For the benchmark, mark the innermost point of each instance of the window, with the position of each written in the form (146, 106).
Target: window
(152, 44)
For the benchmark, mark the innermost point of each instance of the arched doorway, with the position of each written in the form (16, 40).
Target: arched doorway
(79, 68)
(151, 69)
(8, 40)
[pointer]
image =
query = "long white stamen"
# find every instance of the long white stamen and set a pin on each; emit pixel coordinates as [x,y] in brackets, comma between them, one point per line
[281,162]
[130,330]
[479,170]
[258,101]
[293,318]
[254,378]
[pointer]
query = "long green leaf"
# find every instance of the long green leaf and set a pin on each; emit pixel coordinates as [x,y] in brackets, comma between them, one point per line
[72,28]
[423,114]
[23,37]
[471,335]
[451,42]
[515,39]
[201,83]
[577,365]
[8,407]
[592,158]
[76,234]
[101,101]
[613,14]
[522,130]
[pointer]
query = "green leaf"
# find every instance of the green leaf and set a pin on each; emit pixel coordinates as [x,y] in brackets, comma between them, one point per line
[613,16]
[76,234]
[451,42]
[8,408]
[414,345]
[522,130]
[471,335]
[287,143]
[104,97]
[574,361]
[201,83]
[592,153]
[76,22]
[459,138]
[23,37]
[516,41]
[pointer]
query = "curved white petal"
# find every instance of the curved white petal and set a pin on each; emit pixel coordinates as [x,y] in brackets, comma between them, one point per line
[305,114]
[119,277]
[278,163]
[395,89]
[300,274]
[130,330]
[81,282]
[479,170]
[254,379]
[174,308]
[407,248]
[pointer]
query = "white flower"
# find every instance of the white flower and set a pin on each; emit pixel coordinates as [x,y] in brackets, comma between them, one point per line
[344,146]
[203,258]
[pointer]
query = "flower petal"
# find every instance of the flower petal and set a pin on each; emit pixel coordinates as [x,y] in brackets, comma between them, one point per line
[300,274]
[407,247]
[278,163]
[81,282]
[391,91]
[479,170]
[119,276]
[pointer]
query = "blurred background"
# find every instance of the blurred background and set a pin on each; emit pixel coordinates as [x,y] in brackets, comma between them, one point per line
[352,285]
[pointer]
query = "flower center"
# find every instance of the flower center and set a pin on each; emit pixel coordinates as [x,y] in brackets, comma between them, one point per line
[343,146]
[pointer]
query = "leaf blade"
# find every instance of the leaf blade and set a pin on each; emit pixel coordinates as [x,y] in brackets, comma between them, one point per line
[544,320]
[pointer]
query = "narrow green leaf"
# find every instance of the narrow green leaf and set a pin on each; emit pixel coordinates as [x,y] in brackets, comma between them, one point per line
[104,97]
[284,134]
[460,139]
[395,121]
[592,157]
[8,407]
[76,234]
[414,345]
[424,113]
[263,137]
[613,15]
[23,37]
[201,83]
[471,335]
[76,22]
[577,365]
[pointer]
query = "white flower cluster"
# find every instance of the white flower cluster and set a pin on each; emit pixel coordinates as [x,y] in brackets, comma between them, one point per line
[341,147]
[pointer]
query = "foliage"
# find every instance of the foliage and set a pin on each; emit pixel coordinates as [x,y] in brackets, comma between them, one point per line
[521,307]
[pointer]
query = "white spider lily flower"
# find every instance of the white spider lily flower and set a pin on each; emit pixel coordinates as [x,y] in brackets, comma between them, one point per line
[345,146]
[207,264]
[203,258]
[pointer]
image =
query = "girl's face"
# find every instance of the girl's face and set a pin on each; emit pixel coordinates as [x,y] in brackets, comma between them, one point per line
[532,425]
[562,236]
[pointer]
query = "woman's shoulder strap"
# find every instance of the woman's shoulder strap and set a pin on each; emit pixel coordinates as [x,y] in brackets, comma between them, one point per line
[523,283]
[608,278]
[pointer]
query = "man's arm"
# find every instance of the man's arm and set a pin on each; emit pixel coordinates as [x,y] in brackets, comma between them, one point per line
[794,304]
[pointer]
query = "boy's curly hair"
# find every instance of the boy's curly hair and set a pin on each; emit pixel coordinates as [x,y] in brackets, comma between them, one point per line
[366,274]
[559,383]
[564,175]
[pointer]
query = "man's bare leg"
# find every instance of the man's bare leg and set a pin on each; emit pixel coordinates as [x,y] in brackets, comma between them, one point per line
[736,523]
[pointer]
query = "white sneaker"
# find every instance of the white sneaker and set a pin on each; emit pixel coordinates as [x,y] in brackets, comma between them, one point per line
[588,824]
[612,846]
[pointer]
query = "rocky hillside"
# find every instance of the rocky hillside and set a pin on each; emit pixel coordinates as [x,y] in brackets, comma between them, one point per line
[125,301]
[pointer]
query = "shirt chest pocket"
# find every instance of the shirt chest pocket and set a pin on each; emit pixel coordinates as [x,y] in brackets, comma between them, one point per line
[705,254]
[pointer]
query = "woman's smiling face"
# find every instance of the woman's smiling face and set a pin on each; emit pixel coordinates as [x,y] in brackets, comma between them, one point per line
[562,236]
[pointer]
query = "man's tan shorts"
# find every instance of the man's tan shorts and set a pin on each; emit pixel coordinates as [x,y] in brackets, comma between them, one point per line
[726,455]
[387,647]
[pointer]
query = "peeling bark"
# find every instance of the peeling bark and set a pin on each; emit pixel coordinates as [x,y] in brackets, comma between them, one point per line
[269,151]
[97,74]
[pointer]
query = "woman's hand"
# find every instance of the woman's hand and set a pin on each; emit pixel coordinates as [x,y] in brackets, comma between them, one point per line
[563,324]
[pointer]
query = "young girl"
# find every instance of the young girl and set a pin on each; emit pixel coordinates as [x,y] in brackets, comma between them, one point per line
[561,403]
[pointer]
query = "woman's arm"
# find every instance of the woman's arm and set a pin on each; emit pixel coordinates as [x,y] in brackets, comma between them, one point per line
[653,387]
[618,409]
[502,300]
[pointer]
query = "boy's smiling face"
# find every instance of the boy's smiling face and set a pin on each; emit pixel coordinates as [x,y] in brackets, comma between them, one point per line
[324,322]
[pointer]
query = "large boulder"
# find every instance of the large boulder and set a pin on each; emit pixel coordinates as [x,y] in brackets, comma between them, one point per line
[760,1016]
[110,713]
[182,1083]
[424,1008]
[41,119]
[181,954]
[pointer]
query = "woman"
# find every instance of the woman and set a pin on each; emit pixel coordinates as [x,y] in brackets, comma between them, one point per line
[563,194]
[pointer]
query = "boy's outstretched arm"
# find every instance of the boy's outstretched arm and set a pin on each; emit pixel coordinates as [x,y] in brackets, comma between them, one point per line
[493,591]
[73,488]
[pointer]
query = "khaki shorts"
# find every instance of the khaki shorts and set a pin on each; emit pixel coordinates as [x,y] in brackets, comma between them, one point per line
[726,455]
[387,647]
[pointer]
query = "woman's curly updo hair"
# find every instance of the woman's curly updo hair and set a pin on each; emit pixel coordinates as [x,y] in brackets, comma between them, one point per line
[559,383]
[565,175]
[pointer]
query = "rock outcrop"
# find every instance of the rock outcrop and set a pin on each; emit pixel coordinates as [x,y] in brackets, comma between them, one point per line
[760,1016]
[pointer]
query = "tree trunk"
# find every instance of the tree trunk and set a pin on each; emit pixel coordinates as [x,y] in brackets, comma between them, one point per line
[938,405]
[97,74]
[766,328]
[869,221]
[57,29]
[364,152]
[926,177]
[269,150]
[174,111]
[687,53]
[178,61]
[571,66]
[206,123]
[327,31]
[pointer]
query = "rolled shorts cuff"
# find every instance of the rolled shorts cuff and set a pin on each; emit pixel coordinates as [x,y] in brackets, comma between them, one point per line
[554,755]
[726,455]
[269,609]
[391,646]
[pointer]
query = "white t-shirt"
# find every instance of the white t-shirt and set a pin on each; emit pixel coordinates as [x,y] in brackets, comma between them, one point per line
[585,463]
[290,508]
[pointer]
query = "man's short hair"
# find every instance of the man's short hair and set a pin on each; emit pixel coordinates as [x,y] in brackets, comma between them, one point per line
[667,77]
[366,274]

= GIVEN TASK =
Which lines in the material above contain the word "hillside"? Pick out each one and copy it in full.

= REPLY =
query = "rocky hillside"
# find every instance of the rocky hillside and set a pin on each; emit pixel coordinates as [x,y] in brackets, comma between them, one point per line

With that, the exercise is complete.